* **Goal**
Return every line of the records that contains the string "green", copied unchanged. Matching is case-sensitive.

+++

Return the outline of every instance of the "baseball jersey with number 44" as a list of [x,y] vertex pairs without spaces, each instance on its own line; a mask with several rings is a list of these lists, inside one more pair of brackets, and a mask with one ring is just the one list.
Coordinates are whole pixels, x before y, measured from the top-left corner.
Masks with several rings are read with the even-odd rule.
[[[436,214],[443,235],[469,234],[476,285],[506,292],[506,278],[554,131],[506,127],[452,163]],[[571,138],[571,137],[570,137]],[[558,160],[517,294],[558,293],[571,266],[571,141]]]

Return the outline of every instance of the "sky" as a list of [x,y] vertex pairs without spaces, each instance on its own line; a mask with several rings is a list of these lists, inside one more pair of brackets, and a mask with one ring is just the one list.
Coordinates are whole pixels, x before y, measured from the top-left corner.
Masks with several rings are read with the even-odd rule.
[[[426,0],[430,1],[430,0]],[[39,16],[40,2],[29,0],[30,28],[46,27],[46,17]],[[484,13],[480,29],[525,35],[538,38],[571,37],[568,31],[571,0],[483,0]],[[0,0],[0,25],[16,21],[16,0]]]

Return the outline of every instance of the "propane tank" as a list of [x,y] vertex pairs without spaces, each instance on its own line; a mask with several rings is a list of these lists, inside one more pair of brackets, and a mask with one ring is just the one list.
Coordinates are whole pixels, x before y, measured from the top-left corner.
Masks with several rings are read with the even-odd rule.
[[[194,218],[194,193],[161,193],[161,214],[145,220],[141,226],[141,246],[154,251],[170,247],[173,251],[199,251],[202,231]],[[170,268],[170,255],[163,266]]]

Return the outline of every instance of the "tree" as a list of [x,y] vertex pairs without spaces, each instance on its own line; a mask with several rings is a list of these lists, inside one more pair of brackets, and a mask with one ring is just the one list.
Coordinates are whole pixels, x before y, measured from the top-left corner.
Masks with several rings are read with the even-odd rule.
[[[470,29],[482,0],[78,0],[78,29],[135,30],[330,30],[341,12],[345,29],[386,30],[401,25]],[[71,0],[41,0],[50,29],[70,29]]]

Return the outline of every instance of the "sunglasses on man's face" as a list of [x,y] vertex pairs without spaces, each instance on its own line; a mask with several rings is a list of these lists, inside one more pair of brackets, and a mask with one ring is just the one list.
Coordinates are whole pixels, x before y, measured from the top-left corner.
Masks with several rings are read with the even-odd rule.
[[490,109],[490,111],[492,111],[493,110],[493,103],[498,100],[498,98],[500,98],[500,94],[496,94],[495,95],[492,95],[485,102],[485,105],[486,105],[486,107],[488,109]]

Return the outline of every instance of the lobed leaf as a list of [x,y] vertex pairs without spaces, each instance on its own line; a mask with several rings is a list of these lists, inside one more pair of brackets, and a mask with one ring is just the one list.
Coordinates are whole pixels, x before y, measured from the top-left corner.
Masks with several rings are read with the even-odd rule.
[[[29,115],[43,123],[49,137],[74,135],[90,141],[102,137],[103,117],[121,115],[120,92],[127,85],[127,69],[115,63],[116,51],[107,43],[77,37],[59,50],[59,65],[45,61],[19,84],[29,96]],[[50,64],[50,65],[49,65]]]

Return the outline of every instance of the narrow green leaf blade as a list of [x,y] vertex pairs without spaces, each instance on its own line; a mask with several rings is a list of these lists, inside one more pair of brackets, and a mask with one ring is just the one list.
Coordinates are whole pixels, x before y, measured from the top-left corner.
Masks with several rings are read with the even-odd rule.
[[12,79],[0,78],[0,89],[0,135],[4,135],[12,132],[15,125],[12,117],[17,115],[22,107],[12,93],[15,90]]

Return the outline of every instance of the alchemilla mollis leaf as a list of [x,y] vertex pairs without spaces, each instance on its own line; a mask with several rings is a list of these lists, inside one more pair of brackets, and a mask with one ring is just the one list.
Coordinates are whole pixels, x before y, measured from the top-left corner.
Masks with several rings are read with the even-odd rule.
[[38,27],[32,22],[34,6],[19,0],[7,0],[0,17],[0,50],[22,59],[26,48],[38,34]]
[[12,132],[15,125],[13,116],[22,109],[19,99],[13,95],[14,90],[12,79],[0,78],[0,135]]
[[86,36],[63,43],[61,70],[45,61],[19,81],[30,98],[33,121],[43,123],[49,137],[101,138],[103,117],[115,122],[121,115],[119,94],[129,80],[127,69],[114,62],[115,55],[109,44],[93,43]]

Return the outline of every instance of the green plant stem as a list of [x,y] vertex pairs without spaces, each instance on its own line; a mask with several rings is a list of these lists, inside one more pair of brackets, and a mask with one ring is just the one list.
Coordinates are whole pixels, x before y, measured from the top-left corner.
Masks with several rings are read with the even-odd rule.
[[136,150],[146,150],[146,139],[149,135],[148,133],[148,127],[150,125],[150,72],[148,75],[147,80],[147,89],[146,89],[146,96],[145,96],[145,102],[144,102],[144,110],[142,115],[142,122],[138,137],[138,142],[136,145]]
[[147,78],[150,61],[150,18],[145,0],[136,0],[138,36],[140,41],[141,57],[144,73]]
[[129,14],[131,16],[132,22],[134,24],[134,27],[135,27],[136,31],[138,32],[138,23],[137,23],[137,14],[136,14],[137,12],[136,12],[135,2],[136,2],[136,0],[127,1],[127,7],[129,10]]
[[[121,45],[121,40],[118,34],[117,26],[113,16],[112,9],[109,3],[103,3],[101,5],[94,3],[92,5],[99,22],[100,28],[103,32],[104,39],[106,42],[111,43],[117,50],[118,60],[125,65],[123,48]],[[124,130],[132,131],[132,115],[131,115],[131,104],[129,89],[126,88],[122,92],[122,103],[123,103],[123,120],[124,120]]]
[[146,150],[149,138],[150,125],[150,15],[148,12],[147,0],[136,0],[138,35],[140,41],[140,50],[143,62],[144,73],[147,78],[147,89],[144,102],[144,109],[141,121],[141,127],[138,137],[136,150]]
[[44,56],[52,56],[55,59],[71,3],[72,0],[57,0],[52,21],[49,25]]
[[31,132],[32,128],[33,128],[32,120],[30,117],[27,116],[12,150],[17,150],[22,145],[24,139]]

+++

* **Task answer**
Return the outline of every instance of the narrow green leaf blade as a list of [x,y] vertex pairs without spaces, each instance on its own line; a mask with several rings is a list of these lists, inside one more pair of brackets, and a mask with one ring is just the one list.
Return the outline of every instance of the green plant stem as a list of [x,y] vertex pairs without spaces, each instance on its own line; a mask with several rings is a list of these lists, inside one more pair of brackets, and a mask with one ring is just the one list.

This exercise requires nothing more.